[Start of Information supplied]

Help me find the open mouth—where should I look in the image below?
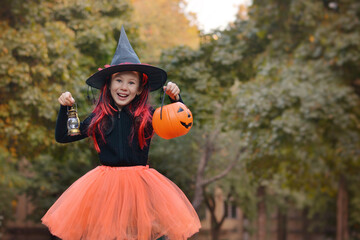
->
[117,93,129,99]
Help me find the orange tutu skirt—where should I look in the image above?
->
[41,166,201,240]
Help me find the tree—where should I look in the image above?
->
[163,0,360,239]
[131,0,199,64]
[0,0,137,221]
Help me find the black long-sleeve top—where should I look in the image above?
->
[55,97,182,166]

[End of Information supplied]

◆ To be done: Rewrite the items above, replacing every "look" with "search" and leaving all other text unchanged. Omit the pictures from your answer.

◆ Exercise response:
Help me find the open mouth—where should I search in the image below?
->
[117,93,129,99]
Help me find the orange tutu skirt—where should I search in the image above?
->
[41,166,201,240]
Help me find the tree—where should I search in the image above?
->
[163,0,360,239]
[131,0,199,64]
[0,0,137,221]
Help me find the black long-sleeve top—where should I search in the image above?
->
[55,97,182,166]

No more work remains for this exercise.